▶ [PROBLEM TO WORK ON]: Reproduce the following lines verbatim, covering every item, and omit the pictures from your copy.

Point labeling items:
================================

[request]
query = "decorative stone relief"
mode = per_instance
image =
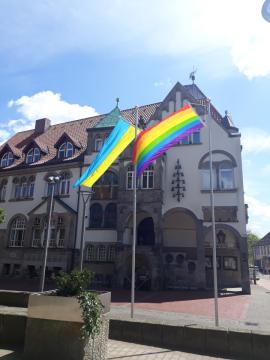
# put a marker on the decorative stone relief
(178, 182)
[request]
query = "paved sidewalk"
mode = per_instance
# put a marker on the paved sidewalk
(124, 350)
(236, 311)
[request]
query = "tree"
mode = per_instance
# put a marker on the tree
(252, 239)
(2, 216)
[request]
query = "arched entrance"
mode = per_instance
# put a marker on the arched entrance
(228, 257)
(180, 249)
(142, 273)
(146, 232)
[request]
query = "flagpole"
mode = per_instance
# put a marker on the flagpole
(134, 225)
(213, 213)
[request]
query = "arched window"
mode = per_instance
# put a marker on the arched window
(17, 232)
(64, 184)
(7, 159)
(130, 177)
(147, 179)
(110, 216)
(66, 150)
(3, 189)
(96, 216)
(33, 155)
(226, 176)
(90, 254)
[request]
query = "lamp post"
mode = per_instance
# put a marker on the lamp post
(52, 180)
(86, 196)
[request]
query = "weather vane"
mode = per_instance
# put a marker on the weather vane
(192, 75)
(266, 10)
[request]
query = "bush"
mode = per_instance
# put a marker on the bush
(73, 283)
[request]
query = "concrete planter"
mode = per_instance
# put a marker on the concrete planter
(53, 329)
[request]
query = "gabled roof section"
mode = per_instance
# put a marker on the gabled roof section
(164, 105)
(110, 120)
(67, 137)
(36, 143)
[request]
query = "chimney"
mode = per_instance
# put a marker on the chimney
(42, 125)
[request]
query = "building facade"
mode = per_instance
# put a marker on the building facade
(261, 254)
(174, 241)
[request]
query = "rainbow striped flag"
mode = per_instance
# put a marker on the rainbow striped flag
(154, 141)
(120, 137)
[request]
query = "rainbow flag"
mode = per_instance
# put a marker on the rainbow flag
(154, 141)
(120, 137)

================================

▶ [RESULT BELOW]:
[request]
query = "decorative stone relief"
mode = per_instance
image =
# put a marker on the decorative stone relief
(178, 182)
[request]
query = "paved sidewalk"
mode = per_instance
# put a marker on the paved sidewalk
(124, 350)
(236, 311)
[request]
query = "tree"
mode = per_instance
# put a marker on the tree
(252, 239)
(2, 216)
[request]
query = "arched entrance"
mode = per_instance
# put a marker on the arched entrance
(228, 257)
(180, 249)
(142, 273)
(146, 232)
[request]
query = "flagpole"
mode = per_instance
# put a marker on the flagpole
(134, 225)
(213, 213)
[request]
query = "arched window"
mode = per_instance
# put a marker on the arched window
(17, 232)
(64, 184)
(7, 159)
(130, 177)
(147, 179)
(110, 216)
(66, 150)
(3, 189)
(96, 216)
(33, 155)
(226, 176)
(90, 254)
[request]
query = "lamp post"
mode = per_instance
# put a marker on the lamp post
(52, 180)
(86, 196)
[request]
query = "weather vane"
mode = per_instance
# put a marker on the weather vane
(192, 75)
(266, 10)
[request]
query = "bush"
mode = per_instance
# put a marker on the bush
(73, 283)
[request]
query = "concrete planter"
mode = per_instance
# put a marker on the concrete planter
(53, 329)
[request]
query = "gabled roof section"
mode = per_instance
# put a marker on the gabled roof section
(164, 105)
(110, 120)
(67, 137)
(36, 143)
[request]
query = "chimney"
mode = per_instance
# put a marker on the chimney
(42, 125)
[request]
query = "building facade"
mode = per_instance
# put a marker on the building facade
(261, 254)
(174, 241)
[request]
query = "rainbow striped flag"
mode = per_instance
# put a marker on the rainbow striped flag
(154, 141)
(120, 137)
[request]
query = "rainbow flag"
mode = per_instance
# put a marker on the rainbow flag
(154, 141)
(120, 137)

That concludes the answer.